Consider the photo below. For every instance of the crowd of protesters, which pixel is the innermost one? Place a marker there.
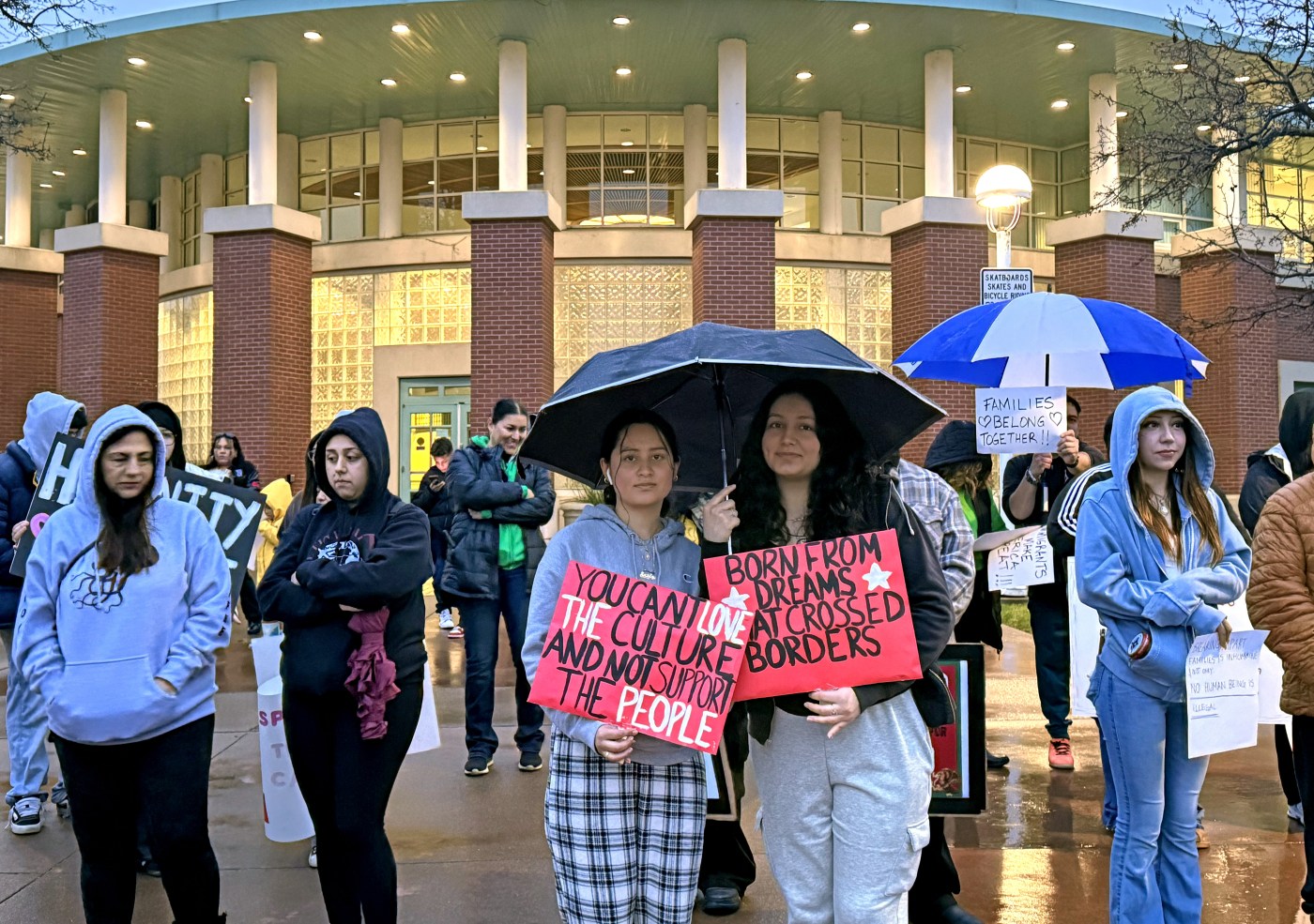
(129, 589)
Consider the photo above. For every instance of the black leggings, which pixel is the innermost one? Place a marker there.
(345, 782)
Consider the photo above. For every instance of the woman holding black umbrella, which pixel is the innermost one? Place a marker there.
(844, 775)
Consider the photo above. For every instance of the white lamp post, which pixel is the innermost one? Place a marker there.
(1001, 190)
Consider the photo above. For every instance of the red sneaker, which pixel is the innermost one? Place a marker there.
(1061, 755)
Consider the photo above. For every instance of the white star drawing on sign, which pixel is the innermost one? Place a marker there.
(736, 600)
(877, 578)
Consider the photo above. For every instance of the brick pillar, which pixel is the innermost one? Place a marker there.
(937, 250)
(29, 295)
(1238, 401)
(108, 351)
(1100, 255)
(735, 256)
(262, 332)
(512, 308)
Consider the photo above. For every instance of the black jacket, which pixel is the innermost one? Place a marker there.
(932, 617)
(370, 555)
(479, 483)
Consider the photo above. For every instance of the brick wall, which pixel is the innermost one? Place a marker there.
(108, 351)
(28, 341)
(935, 273)
(262, 348)
(1238, 401)
(512, 314)
(735, 272)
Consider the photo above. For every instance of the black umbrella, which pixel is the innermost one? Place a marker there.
(709, 382)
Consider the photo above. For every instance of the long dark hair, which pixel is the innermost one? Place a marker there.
(840, 487)
(124, 545)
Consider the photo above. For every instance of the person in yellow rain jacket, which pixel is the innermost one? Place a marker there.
(278, 497)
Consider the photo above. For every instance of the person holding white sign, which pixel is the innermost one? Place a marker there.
(1155, 558)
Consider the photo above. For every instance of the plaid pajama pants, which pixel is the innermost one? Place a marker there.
(626, 841)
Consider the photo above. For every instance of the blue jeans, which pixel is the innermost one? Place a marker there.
(1154, 869)
(25, 720)
(480, 621)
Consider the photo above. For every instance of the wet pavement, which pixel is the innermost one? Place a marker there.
(473, 851)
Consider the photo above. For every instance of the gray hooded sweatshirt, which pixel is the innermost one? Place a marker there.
(600, 538)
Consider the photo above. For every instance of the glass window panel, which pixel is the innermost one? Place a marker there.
(344, 223)
(799, 135)
(344, 150)
(665, 130)
(882, 180)
(420, 142)
(455, 138)
(764, 134)
(314, 157)
(617, 129)
(801, 174)
(880, 144)
(584, 131)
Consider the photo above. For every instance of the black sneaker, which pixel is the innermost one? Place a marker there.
(479, 765)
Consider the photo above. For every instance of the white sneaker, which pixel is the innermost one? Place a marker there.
(25, 815)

**TASK GOAL**
Rewrite everything from the row containing "Consider the photo above. For every instance of the woman" down to the row containing "(1001, 190)", both included, with the requests unchanged. Multiply each point coordinate in the answers by 0.65 and round it to a whole number, rounding halves up.

**SOLUTION**
Consider the photo above. For every instance of the woman holding black umbrella, which pixel is the innermost one? Place a marker there.
(549, 504)
Consider the photo above. For every instance of the white lamp post, which pixel is the innermost one? Place a marker there.
(651, 124)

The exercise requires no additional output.